+++ Provided records

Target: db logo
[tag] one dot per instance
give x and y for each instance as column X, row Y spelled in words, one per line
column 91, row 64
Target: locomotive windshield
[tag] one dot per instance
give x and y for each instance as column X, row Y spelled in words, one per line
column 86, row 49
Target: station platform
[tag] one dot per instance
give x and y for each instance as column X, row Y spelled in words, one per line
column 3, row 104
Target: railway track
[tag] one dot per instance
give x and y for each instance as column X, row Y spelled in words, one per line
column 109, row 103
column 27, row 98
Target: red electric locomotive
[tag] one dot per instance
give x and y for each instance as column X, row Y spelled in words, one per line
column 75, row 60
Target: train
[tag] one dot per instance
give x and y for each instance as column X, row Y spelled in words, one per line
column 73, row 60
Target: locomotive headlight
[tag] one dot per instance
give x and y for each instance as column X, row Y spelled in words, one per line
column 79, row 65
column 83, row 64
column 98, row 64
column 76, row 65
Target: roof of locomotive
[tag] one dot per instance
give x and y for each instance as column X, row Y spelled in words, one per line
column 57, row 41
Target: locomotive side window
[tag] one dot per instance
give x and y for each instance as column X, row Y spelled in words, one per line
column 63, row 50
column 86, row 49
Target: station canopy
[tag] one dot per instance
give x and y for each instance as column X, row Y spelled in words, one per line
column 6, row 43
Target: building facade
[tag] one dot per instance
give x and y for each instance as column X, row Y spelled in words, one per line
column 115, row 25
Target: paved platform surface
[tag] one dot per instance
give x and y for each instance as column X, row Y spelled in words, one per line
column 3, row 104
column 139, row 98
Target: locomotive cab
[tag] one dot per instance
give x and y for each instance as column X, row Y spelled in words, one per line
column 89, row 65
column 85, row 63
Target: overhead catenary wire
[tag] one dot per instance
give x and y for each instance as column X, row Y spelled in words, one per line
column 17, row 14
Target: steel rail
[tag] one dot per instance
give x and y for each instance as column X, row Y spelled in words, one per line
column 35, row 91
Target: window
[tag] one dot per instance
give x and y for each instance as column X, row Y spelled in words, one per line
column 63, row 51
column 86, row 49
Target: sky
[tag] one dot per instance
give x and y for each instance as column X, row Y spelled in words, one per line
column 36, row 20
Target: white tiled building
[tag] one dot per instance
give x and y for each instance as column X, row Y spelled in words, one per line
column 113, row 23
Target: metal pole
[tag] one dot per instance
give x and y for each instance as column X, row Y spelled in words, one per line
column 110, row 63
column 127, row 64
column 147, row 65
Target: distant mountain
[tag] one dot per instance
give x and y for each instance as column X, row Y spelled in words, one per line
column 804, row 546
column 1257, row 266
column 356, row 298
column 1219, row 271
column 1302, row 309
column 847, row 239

++++++

*Task to complete*.
Reproduce, character for character, everything in the items above from the line containing "Target: overhead catenary wire" down to the line containing "column 113, row 23", including both of those lines.

*Solution for this problem*.
Target: overhead catenary wire
[tag] one dot per instance
give x and y for each instance as column X, row Y spelled in words, one per line
column 17, row 14
Target: steel rail
[tag] one dot per instance
give x and y for each instance as column X, row Y spelled in words, one per line
column 35, row 91
Target: window
[tag] one dot per instance
give x and y for each instance as column X, row Y spelled in words, one per line
column 63, row 51
column 86, row 49
Target: sky
[tag] one dot per instance
give x and y for each instance as column X, row Y spelled in words, one per line
column 36, row 20
Target: white tiled building
[tag] one dot per instance
give x and y for each instance as column X, row Y spelled in words, one per line
column 113, row 23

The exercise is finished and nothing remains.